*Written instruction*. Reproduce the material below word for word, starting at its first line and ending with the line that contains "[[190, 529]]", both included.

----- Excerpted records -----

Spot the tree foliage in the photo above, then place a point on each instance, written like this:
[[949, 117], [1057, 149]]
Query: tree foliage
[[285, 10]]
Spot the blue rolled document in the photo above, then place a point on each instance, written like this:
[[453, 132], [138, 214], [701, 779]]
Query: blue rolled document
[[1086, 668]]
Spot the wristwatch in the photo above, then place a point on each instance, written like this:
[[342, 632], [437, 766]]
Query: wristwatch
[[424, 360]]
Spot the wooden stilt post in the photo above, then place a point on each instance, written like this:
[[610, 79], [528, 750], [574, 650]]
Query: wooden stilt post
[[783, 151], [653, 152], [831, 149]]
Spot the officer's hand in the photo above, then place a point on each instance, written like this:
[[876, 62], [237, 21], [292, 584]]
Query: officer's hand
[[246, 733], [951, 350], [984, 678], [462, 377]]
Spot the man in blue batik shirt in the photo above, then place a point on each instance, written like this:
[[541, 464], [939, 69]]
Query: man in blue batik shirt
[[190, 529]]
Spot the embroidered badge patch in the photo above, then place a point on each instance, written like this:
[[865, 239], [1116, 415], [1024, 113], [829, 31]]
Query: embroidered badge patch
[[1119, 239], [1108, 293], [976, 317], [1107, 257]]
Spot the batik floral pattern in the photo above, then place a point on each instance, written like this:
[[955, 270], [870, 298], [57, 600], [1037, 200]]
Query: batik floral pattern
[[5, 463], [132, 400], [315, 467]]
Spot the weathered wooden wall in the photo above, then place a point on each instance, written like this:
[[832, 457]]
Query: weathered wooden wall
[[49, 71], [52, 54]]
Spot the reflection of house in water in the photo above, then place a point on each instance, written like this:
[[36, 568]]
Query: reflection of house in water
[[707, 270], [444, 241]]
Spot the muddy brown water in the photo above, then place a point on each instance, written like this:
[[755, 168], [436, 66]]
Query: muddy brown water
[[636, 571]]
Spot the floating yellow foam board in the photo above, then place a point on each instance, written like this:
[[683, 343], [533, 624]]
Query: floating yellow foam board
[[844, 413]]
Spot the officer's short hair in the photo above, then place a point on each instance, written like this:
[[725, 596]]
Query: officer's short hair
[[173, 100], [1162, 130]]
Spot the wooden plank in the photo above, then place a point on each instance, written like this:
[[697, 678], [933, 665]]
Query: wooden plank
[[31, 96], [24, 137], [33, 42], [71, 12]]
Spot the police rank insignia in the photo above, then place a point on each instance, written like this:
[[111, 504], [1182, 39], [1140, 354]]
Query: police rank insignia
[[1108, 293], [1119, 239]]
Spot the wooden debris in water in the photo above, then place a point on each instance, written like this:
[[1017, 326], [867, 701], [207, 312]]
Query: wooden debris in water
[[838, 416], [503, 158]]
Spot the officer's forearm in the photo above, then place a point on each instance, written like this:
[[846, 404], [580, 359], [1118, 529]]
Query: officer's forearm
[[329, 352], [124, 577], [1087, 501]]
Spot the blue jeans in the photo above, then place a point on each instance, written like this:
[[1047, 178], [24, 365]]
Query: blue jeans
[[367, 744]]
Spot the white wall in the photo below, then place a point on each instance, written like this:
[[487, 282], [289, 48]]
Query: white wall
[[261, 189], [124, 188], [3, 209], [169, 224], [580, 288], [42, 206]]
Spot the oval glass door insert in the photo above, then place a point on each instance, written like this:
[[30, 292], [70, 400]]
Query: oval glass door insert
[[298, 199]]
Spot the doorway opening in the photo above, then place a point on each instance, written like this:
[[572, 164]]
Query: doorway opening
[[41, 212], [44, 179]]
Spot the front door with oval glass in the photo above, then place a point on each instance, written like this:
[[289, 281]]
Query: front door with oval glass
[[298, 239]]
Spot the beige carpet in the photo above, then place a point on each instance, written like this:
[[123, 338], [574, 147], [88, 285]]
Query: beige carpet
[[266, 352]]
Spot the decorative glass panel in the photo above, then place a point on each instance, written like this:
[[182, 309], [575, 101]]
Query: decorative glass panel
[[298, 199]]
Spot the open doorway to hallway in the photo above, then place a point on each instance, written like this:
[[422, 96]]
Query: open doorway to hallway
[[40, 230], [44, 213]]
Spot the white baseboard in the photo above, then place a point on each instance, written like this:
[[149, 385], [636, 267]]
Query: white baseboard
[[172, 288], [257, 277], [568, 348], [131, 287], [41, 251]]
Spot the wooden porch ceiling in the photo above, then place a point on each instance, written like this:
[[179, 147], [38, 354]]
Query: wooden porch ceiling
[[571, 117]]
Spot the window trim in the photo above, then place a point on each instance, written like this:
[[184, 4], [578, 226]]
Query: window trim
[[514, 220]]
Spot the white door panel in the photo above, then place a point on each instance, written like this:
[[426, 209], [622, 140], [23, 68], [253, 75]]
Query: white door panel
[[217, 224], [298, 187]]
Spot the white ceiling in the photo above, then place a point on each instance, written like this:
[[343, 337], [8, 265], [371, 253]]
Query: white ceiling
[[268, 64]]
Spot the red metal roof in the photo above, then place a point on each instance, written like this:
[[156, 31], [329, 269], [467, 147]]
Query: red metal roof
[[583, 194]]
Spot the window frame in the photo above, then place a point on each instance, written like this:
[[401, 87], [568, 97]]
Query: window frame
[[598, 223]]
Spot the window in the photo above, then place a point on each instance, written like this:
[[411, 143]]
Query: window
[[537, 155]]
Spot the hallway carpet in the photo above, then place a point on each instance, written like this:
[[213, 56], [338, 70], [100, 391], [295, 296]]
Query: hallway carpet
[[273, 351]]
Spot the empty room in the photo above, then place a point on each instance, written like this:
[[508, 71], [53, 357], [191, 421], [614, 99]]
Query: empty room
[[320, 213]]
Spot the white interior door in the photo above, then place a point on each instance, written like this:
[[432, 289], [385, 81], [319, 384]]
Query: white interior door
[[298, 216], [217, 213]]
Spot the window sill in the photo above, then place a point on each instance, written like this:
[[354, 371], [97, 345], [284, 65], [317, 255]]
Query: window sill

-----

*Full solution*.
Spot the tree foliage in the photo above, then place a point on each instance, written like this:
[[949, 117], [1057, 149]]
Query: tree foliage
[[285, 10]]
Spot the blue rolled document in the photo above, then place a point on each instance, written like this:
[[453, 132], [138, 214], [701, 779]]
Query: blue rolled document
[[1086, 668]]
Spot the wristwatch in the photo above, then place a point on each instance, written like this:
[[342, 632], [437, 766]]
Query: wristwatch
[[424, 360]]
Spot the wooden stilt post in the photo above, then place a point on each instance, written like this:
[[610, 79], [528, 750], [574, 650]]
Query: wooden stilt post
[[783, 151], [653, 152], [831, 149]]
Spot the officer's hand in the photo above, then place a point on each instance, written like this:
[[876, 62], [237, 21], [292, 584]]
Query: officer's hand
[[246, 733], [951, 350], [984, 678], [462, 377]]
Spot the man in blue batik shirt in the photo above, then place a point on each instance, written like this:
[[541, 464], [939, 69]]
Query: man in blue batik shirt
[[190, 529]]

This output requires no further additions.